§ **WHAT TO DO**:
Within the records below, reproduce without change the lines from the line that has "positive clicks: (452, 432)" through the line that has "rough mask: <svg", and only those.

Dataset entries:
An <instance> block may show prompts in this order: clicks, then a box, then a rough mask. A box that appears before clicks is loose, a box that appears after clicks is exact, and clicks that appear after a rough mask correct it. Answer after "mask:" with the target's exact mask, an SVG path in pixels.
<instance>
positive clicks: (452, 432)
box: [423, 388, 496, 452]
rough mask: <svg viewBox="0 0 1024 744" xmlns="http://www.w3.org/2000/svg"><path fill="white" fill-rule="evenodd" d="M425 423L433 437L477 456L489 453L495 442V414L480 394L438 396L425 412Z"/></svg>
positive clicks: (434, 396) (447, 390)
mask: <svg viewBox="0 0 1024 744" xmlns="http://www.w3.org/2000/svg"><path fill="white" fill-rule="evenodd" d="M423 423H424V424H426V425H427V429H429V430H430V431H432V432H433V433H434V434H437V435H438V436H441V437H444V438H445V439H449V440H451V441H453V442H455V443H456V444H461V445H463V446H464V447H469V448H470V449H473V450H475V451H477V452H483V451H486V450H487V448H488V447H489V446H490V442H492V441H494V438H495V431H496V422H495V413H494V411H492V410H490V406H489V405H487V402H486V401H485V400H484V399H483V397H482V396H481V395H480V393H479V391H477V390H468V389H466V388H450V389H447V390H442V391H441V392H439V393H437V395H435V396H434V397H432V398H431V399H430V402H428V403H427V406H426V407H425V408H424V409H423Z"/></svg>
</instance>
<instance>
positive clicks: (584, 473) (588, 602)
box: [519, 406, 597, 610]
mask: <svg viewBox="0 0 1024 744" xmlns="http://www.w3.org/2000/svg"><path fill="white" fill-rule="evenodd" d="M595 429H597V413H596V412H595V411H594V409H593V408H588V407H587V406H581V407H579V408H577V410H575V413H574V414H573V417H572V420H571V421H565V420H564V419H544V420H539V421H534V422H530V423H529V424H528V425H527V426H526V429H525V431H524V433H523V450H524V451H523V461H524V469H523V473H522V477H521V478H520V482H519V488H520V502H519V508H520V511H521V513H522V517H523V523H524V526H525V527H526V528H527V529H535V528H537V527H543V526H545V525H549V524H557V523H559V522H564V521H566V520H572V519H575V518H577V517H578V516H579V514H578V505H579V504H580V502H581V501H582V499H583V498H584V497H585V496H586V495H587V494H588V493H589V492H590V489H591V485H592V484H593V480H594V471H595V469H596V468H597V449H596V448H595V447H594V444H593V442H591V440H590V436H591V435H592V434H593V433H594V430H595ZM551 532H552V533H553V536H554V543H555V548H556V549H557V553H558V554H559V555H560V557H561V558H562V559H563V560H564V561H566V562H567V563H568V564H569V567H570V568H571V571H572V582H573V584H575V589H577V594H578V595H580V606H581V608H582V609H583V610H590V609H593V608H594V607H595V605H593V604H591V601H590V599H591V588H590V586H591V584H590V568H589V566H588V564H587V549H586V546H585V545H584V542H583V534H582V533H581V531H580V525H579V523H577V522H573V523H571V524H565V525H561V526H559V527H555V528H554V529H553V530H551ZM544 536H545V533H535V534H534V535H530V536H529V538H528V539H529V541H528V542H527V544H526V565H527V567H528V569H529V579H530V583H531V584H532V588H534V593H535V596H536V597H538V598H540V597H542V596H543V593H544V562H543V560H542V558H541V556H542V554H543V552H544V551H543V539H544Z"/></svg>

§ **ANSWER BOX**:
positive clicks: (452, 432)
box: [423, 388, 496, 452]
rough mask: <svg viewBox="0 0 1024 744" xmlns="http://www.w3.org/2000/svg"><path fill="white" fill-rule="evenodd" d="M425 423L433 437L477 456L489 453L495 442V414L480 394L438 396L425 412Z"/></svg>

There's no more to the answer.